Some problems are often mentioned in media, such as global warming, war, medical funding, political conflicts. Some problems are less often mentioned in media, but still often discussed in academic publications: encouraging innovation, managing large organizations, extending lifespans, and setting the right amount of regulation. But some problems are obviously big, yet rarely much discussed in media or academia as problems to solve. They are neglected. Oh people on occasion lament such problems, but they don’t often talk seriously about how we might think systematically about solving or mitigating them.
In this post I’d just like to remind folks of a few big neglected problems. I’m not going to propose solutions to them here, though I wouldn’t mind inspiring others to think more about them. Most of them have to do with ancient inherited habits that don’t seem to work that well in the modern world.
Relearn Every Generation – We must each relearn many basic life lessons during our individual lifetimes, lessons that millions or billions of others already learned in their previous lifetimes, or that millions or billions of others are currently learning in parallel with us. There seem huge potential gains from finding better ways to learn from our ancestors and colleagues.
Changing World – Early in life we read the world around us and choose life plans and paths matched to that world. During our life the world around us changes, and we make some adaptations to that, but they seem insufficient. For example, we often seek to achieve in ways that were awarded with high status when we were young, to find that our achievements are much less valued by the new world.
Poor Matching – We match people as friends, lovers, spouses, and workers. Our distant ancestors only had a few available options for matches, and we inherited many intuitive mechanisms appropriate for that situation. But we now have a vast world with far more matches possible, and it seems like we don’t use that larger scope very well. We still rely heavily on inherited informal mechanisms. I see so many lonely and otherwise mismatched people.
Varied Commitment – We must each choose how much to commit to our careers, friends, lovers, neighborhoods, brands, etc. We do commit somewhat, but we also switch on occasion. And it isn’t remotely clear that we do this well. We must each match our commitment to the commitment choices of folks around us, and we often lack ways to commit to avoid temptations. We could also do a lot better at predicting the future, to better inform our commitment choices.

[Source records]

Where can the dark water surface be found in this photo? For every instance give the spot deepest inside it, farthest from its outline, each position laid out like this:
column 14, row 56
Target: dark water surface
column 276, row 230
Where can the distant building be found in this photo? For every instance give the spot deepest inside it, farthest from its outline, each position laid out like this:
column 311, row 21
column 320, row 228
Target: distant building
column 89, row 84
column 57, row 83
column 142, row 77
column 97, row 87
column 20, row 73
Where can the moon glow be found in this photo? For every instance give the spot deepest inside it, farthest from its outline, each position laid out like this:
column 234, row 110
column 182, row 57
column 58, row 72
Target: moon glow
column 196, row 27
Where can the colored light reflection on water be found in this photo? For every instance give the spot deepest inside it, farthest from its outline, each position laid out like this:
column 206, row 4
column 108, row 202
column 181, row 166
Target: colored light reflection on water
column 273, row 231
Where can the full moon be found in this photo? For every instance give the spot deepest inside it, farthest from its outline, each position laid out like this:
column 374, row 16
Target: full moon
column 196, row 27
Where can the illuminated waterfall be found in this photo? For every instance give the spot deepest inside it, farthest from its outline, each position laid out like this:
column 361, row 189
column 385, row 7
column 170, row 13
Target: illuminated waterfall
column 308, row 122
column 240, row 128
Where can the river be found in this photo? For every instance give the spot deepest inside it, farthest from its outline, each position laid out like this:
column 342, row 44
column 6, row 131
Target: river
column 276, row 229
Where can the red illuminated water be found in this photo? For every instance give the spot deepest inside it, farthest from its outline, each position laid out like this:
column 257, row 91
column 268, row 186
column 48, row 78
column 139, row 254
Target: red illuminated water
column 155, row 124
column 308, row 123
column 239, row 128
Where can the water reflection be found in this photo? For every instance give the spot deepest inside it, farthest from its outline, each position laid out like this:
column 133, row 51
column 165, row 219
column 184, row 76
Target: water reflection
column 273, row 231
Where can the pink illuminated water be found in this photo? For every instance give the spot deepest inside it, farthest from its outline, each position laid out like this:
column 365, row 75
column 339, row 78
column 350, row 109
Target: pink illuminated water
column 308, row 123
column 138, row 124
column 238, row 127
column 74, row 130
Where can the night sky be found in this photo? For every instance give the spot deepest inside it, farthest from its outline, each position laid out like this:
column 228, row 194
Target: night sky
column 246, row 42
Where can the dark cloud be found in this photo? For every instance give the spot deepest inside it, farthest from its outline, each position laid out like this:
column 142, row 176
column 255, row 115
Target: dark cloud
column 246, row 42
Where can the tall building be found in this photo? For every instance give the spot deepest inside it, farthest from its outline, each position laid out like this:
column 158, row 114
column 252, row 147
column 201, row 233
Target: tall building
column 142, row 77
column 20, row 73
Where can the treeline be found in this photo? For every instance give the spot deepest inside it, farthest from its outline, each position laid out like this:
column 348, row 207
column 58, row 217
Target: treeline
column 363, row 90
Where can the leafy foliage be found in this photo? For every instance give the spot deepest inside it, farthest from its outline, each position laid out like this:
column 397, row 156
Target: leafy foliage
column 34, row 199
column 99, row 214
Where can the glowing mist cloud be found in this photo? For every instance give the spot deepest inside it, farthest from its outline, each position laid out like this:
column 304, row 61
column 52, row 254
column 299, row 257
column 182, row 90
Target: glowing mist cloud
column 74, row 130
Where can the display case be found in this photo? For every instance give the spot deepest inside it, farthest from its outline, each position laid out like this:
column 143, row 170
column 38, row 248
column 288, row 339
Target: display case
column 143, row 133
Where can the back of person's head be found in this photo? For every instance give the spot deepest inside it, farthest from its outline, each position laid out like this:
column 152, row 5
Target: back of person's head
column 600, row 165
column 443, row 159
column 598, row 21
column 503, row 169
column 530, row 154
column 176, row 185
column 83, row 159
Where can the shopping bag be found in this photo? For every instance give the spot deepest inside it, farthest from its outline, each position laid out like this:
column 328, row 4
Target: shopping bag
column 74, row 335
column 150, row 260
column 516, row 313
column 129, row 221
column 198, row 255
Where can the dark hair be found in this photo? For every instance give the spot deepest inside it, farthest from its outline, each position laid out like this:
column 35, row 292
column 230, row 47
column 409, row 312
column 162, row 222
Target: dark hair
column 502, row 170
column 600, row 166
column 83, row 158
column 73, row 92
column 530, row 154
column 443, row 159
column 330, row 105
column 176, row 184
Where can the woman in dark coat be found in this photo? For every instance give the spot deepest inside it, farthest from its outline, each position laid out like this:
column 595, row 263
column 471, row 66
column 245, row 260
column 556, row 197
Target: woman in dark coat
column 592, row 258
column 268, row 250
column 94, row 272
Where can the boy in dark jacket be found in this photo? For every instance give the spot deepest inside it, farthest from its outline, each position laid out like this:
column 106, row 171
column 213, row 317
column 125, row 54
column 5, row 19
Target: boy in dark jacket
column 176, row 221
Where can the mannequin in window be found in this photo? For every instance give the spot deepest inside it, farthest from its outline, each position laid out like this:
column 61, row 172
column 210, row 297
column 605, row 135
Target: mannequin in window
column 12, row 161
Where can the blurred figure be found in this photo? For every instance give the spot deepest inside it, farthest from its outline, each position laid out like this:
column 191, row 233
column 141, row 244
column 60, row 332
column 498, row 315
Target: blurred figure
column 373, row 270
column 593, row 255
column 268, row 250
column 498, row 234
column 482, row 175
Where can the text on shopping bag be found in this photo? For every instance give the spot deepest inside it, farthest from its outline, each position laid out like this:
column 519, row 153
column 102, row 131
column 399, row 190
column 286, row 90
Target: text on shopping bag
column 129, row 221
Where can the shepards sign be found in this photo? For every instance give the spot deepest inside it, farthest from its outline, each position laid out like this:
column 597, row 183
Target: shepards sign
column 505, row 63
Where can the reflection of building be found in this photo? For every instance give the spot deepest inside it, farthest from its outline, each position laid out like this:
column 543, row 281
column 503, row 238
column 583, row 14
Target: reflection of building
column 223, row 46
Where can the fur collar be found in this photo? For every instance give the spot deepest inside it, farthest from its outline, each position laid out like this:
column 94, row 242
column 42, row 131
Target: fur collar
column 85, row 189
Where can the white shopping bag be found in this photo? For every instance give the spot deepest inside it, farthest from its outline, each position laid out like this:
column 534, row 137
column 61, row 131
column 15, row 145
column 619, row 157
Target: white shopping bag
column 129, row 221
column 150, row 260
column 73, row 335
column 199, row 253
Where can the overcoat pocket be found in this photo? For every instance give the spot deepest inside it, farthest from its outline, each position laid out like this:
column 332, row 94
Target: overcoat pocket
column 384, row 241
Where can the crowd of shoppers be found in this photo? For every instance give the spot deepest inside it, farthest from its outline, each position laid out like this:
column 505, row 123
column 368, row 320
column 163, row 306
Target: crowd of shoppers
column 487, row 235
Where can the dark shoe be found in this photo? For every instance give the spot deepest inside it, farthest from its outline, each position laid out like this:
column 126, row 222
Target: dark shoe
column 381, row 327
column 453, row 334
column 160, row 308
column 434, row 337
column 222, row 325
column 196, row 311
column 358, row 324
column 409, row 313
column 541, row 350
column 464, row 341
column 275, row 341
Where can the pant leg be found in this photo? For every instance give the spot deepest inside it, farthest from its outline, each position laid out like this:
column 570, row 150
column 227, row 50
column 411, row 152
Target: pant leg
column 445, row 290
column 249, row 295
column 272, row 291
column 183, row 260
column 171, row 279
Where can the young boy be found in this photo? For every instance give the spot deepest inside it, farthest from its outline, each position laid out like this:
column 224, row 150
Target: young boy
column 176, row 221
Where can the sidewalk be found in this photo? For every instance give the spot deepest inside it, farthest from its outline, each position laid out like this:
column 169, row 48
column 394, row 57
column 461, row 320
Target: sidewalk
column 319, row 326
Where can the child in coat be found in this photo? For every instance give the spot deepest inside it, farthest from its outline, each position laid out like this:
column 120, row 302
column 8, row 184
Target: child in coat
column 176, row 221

◆ ASSIGNMENT A
In the post about big neglected problems, rewrite the passage from "Changing World –" to "the new world.", changing "life plans" to "career plans".
◆ ASSIGNMENT B
Translate this sentence from the post about big neglected problems into Spanish: "I see so many lonely and otherwise mismatched people."
◆ ASSIGNMENT C
List the names of all the neglected problems that the post about big neglected problems introduces as headings before a dash.

◆ SOLUTION A
Changing World – Early in life we read the world around us and choose career plans and paths matched to that world. During our life the world around us changes, and we make some adaptations to that, but they seem insufficient. For example, we often seek to achieve in ways that were awarded with high status when we were young, to find that our achievements are much less valued by the new world.

◆ SOLUTION B
Veo a muchísimas personas solas o mal emparejadas de otras maneras.

◆ SOLUTION C
Relearn Every Generation
Changing World
Poor Matching
Varied Commitment